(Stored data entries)
..............................
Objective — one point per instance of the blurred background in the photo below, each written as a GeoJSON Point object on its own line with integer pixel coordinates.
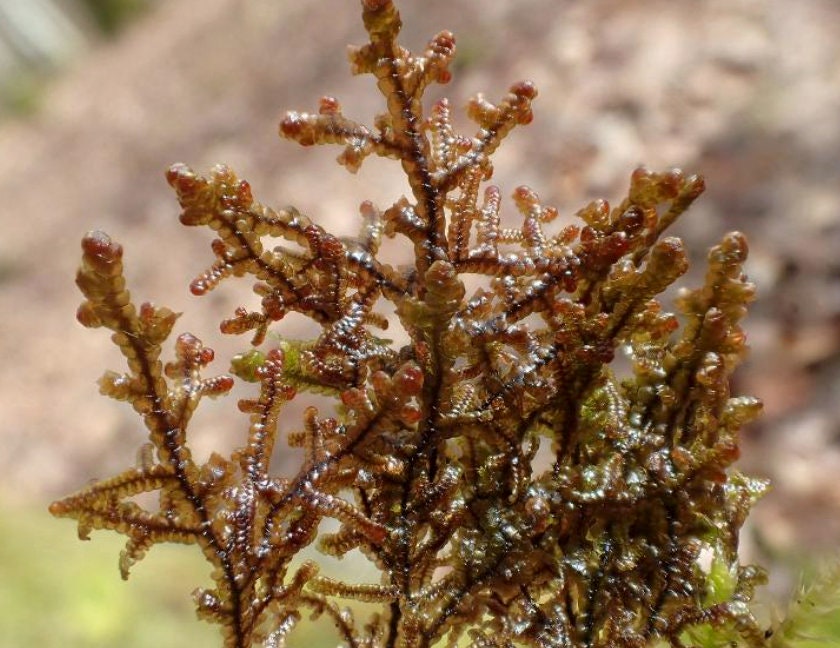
{"type": "Point", "coordinates": [98, 97]}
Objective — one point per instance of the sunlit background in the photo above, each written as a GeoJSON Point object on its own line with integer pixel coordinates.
{"type": "Point", "coordinates": [98, 97]}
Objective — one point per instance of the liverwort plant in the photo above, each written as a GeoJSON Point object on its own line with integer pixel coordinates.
{"type": "Point", "coordinates": [509, 488]}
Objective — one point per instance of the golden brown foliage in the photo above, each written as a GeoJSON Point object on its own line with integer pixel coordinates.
{"type": "Point", "coordinates": [508, 486]}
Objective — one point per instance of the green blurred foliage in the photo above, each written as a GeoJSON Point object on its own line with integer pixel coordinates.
{"type": "Point", "coordinates": [113, 15]}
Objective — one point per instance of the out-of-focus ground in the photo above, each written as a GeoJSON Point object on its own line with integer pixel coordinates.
{"type": "Point", "coordinates": [745, 92]}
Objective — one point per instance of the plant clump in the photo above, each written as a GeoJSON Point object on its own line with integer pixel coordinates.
{"type": "Point", "coordinates": [510, 489]}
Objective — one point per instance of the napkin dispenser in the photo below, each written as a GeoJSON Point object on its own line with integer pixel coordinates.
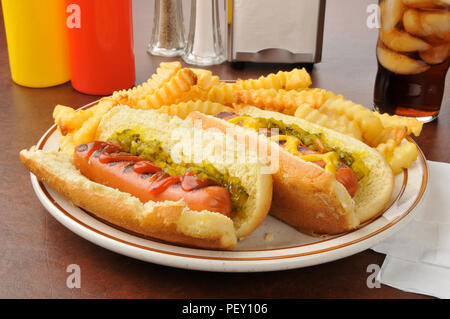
{"type": "Point", "coordinates": [268, 31]}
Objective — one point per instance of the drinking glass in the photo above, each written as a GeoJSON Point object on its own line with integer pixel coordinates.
{"type": "Point", "coordinates": [413, 57]}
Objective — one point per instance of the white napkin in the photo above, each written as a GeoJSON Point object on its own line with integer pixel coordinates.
{"type": "Point", "coordinates": [418, 256]}
{"type": "Point", "coordinates": [266, 24]}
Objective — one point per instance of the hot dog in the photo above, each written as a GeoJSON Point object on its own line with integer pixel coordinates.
{"type": "Point", "coordinates": [344, 174]}
{"type": "Point", "coordinates": [326, 182]}
{"type": "Point", "coordinates": [131, 175]}
{"type": "Point", "coordinates": [105, 163]}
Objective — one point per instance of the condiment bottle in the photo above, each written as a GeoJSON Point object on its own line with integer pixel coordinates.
{"type": "Point", "coordinates": [168, 29]}
{"type": "Point", "coordinates": [101, 45]}
{"type": "Point", "coordinates": [37, 42]}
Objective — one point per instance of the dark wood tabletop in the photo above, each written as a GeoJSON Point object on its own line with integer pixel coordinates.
{"type": "Point", "coordinates": [36, 249]}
..............................
PROBLEM DETAILS: Nothing but the lines from the one with "Objective — one point per instance of the condiment" to the last line of the data should appear in the answer, each exactly as it stands.

ANSWER SECTION:
Objective — one point per instance of the condiment bottle in the photo above, each written as a GeoJSON Point object on its own line with integer pixel coordinates.
{"type": "Point", "coordinates": [168, 29]}
{"type": "Point", "coordinates": [101, 45]}
{"type": "Point", "coordinates": [37, 42]}
Objective — one point per instance of the dark wood tabletop in the photo above, each written as a GeoJSON Point object on its own line with integer pixel coordinates.
{"type": "Point", "coordinates": [36, 249]}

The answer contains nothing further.